## [Task set]
**a)** In the summary of the paper on baseline choice in XAI attribution methods, what does Informed Baseline Search identify to serve as the optimal baseline for Integrated Gradients?
**b)** Write the next part of the summary of the paper on baseline choice in XAI attribution methods, picking up after its last sentence.
======== Given text
Guidelines For The Choice Of The Baseline in XAI Attribution Methods
Cristian Morasso, Giorgio Dolci, Ilaria Boscolo Galazzo, Sergey M. Plis, Gloria Menegaz
TL;DR
This paper tackles the fragility of attribution maps produced by baseline-guided XAI methods by analyzing how baseline choice affects explanations and proposing a practical solution. It introduces Informed Baseline Search (IBS), a DB-guided sampling algorithm that identifies the orthogonal projection of a sample onto the inner DB to serve as the optimal baseline for Integrated Gradients. Through synthetic experiments and comparisons with SplineCAM and DeepView, IBS demonstrates consistent DB localization and improved attribution faithfulness when the optimal BL is used, while highlighting the limitations of suboptimal baselines. The work provides clear guidelines for baseline selection, a GPU-friendly implementation, and a roadmap for extending the approach to broader BAMs and more realistic data, with significant implications for reliability and interpretability in biomedical AI applications.
================
======== Entries supplied
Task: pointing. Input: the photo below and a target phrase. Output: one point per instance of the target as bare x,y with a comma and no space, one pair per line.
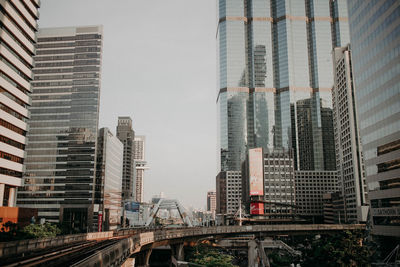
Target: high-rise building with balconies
140,166
126,135
18,28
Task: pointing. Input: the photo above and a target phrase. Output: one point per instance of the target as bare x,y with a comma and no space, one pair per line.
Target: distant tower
211,201
108,193
140,166
348,144
126,135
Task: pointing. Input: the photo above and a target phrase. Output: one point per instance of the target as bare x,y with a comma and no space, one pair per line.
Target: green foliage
277,260
211,257
10,231
347,249
42,230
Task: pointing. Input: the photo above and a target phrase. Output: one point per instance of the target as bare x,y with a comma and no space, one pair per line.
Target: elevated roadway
114,248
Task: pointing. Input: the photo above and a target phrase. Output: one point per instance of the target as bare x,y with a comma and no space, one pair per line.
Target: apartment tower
375,46
18,28
349,158
275,79
126,135
61,149
140,166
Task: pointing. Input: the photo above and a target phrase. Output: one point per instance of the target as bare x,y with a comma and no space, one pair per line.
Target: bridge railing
8,249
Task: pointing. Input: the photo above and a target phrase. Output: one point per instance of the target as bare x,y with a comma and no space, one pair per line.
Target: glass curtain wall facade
375,43
18,28
275,78
61,149
108,193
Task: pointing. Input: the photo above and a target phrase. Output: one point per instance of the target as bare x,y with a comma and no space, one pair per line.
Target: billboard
256,208
132,206
256,171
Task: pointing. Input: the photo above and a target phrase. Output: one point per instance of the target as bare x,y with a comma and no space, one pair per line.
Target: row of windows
67,57
9,172
12,127
10,157
70,38
11,142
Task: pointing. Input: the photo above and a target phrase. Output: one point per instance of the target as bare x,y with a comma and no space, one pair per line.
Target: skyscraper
126,135
140,166
375,45
275,78
108,191
347,139
17,40
61,149
211,201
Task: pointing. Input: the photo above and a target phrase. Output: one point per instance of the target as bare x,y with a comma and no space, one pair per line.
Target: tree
42,230
347,249
211,257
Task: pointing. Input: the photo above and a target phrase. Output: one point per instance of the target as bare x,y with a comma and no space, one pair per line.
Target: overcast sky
159,67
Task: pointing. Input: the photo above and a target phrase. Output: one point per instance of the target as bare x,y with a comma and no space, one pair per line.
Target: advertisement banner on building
256,171
99,222
256,208
132,206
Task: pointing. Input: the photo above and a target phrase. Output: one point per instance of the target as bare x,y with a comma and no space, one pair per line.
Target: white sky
159,67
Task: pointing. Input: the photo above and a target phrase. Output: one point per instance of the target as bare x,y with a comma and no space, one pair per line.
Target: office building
348,147
140,166
211,201
60,165
310,187
229,192
126,135
333,208
268,185
18,28
375,46
108,190
275,79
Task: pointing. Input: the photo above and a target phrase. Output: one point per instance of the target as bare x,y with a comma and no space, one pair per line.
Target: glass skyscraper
275,78
61,149
375,43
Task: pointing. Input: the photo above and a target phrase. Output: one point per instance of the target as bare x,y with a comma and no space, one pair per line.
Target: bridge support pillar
178,252
143,258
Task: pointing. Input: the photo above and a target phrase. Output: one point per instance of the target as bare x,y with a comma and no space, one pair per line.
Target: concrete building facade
61,149
18,28
211,201
349,158
140,166
310,189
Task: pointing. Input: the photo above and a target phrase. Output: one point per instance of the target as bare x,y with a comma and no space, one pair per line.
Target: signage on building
256,171
256,208
132,206
99,222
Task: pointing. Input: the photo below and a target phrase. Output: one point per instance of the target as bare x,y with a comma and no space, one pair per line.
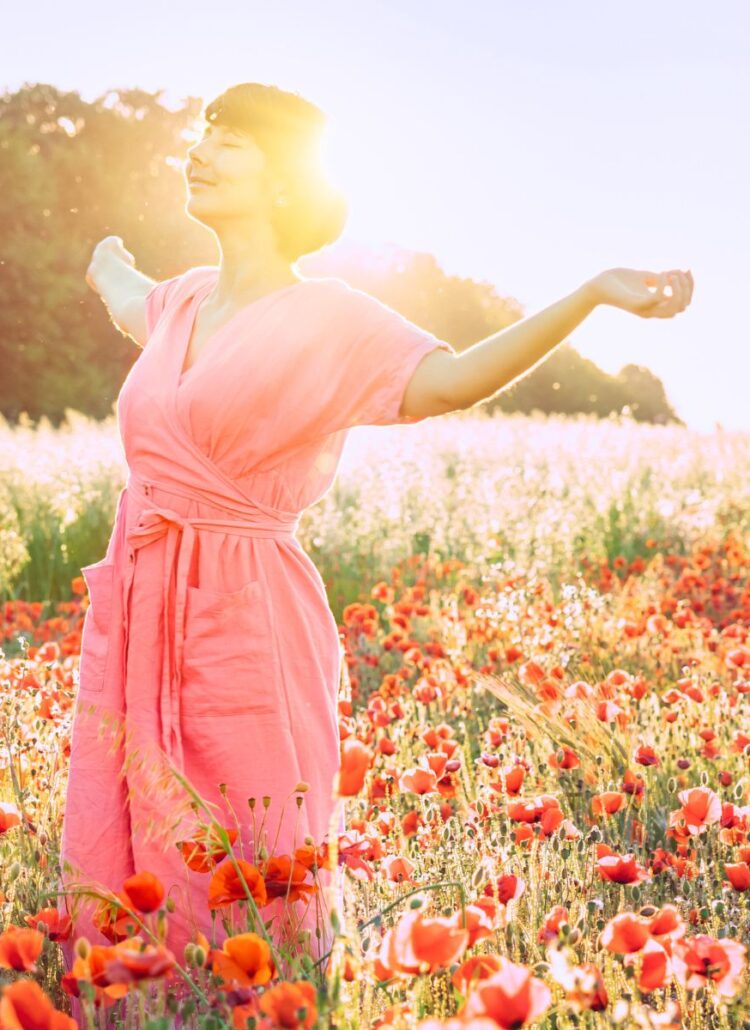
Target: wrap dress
208,637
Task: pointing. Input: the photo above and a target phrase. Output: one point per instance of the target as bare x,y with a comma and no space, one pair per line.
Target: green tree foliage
73,171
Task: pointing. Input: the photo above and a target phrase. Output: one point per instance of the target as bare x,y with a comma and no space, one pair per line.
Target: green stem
417,890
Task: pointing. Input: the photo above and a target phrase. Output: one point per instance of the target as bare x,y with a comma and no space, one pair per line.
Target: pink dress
208,638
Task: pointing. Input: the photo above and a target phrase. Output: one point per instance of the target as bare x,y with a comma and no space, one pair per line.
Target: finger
684,289
678,292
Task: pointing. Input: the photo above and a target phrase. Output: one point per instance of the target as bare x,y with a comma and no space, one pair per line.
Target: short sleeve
158,299
377,351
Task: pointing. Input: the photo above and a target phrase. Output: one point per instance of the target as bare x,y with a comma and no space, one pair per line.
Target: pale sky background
529,144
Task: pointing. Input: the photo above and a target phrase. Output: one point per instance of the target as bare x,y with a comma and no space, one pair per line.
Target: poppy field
544,714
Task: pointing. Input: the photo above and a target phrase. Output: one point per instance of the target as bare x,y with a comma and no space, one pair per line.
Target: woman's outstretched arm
491,364
112,274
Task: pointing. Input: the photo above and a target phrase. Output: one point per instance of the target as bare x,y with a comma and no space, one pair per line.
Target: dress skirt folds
208,646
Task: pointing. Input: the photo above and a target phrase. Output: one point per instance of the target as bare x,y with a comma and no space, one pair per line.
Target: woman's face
232,173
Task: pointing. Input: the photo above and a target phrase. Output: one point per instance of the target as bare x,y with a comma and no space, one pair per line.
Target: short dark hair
287,129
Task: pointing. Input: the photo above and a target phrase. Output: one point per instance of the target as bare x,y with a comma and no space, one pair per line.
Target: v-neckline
192,316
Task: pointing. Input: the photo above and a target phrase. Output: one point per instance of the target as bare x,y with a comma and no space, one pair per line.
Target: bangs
265,111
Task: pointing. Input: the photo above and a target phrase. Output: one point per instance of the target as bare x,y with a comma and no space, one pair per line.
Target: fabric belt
155,522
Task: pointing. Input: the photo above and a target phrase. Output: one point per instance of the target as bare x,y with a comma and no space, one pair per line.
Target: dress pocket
97,625
229,665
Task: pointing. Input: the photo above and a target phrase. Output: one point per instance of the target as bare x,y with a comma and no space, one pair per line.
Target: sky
527,144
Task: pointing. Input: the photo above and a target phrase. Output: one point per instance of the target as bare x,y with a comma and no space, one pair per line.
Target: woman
209,640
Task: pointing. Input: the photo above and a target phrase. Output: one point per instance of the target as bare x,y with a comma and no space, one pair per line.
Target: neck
249,266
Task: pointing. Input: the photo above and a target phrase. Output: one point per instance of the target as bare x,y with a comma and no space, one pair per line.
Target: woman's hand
107,250
643,293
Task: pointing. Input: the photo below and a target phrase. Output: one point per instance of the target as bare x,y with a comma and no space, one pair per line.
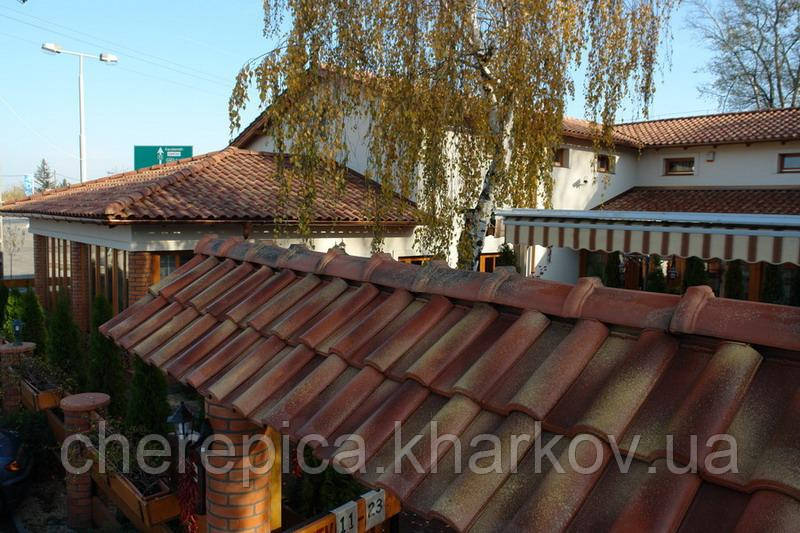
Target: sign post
147,156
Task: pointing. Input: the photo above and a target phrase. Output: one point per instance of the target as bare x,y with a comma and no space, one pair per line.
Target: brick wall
233,504
79,284
139,275
40,267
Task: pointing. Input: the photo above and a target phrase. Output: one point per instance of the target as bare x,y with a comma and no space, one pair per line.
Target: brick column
77,410
233,504
10,355
40,268
79,283
139,275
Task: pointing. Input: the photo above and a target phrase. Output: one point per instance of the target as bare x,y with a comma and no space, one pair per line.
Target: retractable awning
751,238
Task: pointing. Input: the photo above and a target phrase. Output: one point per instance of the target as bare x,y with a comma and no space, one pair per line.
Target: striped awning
751,238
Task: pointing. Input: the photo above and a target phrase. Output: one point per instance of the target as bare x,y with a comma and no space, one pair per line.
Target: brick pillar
40,268
139,275
233,504
79,283
10,355
77,410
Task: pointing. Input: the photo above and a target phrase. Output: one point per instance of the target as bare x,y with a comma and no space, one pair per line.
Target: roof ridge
209,159
588,299
708,115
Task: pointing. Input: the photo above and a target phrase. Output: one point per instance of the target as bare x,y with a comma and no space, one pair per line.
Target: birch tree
464,98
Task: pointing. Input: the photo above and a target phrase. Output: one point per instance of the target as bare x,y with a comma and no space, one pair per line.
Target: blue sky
177,63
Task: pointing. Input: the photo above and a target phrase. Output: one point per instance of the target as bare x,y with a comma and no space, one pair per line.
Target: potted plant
145,498
38,384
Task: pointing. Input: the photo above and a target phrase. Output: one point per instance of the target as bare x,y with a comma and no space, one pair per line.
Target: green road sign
147,156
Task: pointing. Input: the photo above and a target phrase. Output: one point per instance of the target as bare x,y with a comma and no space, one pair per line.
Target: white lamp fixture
109,59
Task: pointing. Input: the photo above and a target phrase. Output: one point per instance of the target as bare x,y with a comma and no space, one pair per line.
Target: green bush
611,275
734,283
105,371
25,307
147,400
65,351
656,281
4,293
695,272
508,257
13,310
772,287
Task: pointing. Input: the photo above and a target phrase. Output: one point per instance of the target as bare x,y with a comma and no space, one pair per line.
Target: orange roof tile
782,201
334,344
741,127
722,128
229,185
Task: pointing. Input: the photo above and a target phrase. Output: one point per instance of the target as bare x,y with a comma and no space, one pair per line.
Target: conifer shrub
695,272
656,281
105,369
147,406
611,275
65,352
734,283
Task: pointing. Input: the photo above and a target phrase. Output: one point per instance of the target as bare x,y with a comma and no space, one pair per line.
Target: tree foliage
463,100
44,178
147,399
106,372
65,351
756,44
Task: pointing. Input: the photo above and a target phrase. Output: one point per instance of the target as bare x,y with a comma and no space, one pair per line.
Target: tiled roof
587,130
747,126
336,344
229,185
707,200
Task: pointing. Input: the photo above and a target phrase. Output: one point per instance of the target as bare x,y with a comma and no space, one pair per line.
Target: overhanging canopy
751,238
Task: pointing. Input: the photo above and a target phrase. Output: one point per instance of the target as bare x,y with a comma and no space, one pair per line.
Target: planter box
57,425
151,510
38,400
144,511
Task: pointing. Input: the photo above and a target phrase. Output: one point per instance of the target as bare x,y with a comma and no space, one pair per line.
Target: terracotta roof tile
743,127
229,185
771,201
390,343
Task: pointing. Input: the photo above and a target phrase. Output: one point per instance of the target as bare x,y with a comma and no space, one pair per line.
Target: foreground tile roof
723,128
335,344
229,185
785,201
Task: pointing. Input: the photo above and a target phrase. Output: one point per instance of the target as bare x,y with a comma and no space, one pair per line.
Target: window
679,166
604,163
561,158
789,163
415,259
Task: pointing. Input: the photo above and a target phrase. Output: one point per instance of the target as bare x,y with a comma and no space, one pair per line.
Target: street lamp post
105,58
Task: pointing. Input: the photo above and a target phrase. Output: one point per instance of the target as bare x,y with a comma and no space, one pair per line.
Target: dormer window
679,166
604,163
789,163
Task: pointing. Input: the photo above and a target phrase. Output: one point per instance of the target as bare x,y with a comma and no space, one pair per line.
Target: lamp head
51,48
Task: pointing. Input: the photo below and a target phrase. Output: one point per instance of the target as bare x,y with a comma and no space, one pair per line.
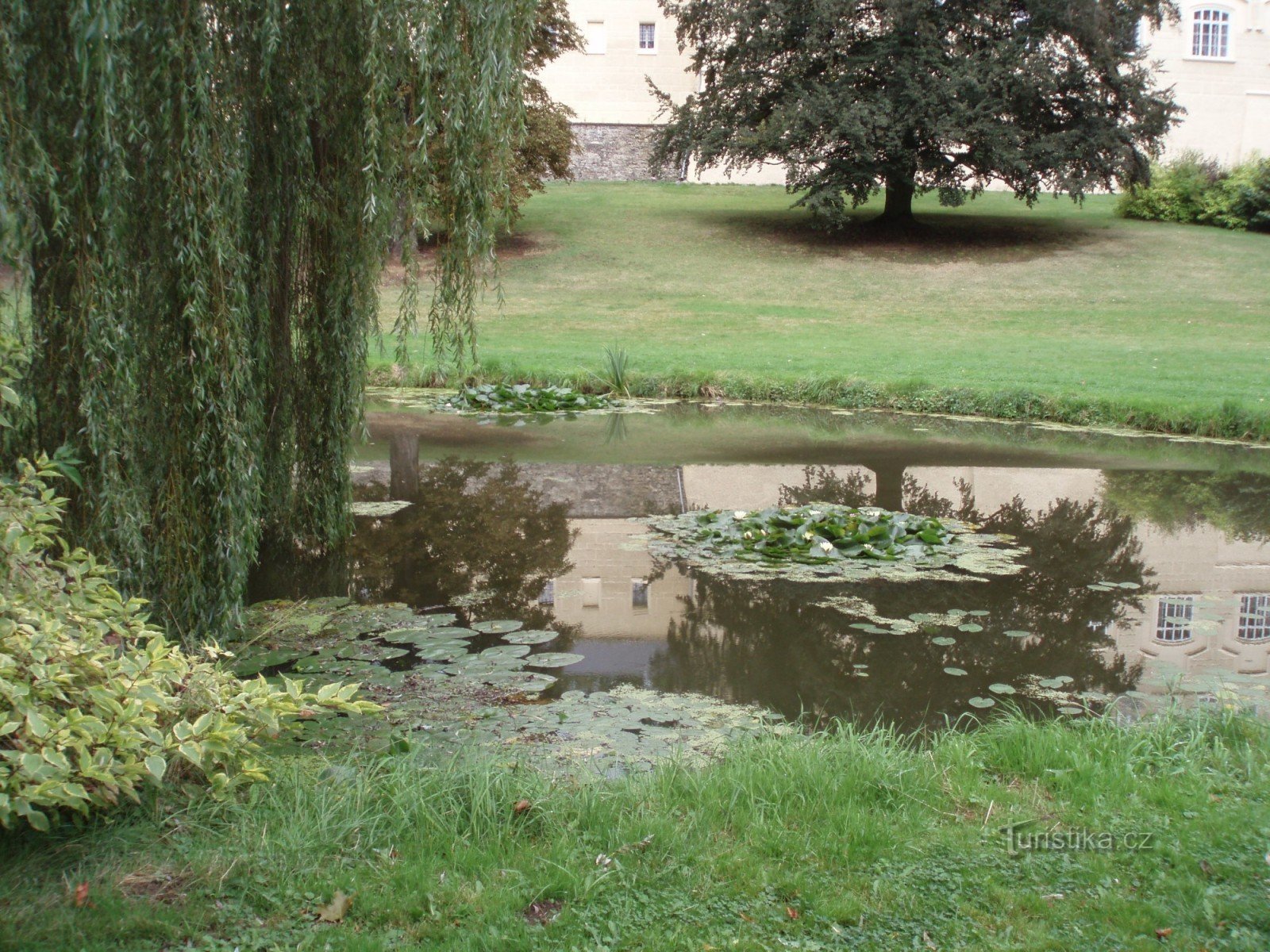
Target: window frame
1259,628
1162,619
1226,32
639,38
588,48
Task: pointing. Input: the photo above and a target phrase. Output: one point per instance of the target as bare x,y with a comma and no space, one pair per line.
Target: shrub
1241,200
1193,190
1176,190
94,701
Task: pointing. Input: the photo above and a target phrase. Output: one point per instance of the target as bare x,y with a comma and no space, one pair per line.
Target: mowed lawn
1060,300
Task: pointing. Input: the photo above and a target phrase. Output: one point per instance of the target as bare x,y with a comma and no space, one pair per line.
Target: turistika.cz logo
1024,838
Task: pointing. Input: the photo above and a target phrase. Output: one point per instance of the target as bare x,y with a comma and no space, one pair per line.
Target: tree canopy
200,197
920,95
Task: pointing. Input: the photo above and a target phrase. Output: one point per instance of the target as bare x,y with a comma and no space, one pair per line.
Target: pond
1146,573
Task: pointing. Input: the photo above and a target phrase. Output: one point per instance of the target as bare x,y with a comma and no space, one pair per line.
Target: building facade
1216,57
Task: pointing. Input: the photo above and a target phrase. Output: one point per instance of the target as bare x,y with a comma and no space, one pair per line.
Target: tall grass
================
## [Responses]
**a)** It identifies the orthogonal projection of a sample onto the inner DB.

**b)**
Abstract
Given the broad adoption of artificial intelligence, it is essential to provide evidence that AI models are reliable, trustable, and fair. To this end, the emerging field of eXplainable AI develops techniques to probe such requirements, counterbalancing the hype pushing the pervasiveness of this technology. Among the many facets of this issue, this paper focuses on baseline attribution methods, aiming at deriving a feature attribution map at the network input relying on a "neutral" stimulus usually called "baseline". The choice of the baseline is crucial as it determines the explanation of the network behavior. In this framework, this paper has the twofold goal of shedding light on the implications of the choice of the baseline and providing a simple yet effective method for identifying the best baseline for the task. To achieve this, we propose a decision boundary sampling method, since the baseline, by definition, lies on the decision boundary, which naturally becomes the search domain. Experiments are performed on synthetic examples and validated relying on state-of-the-art methods. Despite being limited to the experimental scope, this contribution is relevant as it offers clear guidelines and a simple proxy for baseline selection, reducing ambiguity and enhancing deep models' reliability and trust.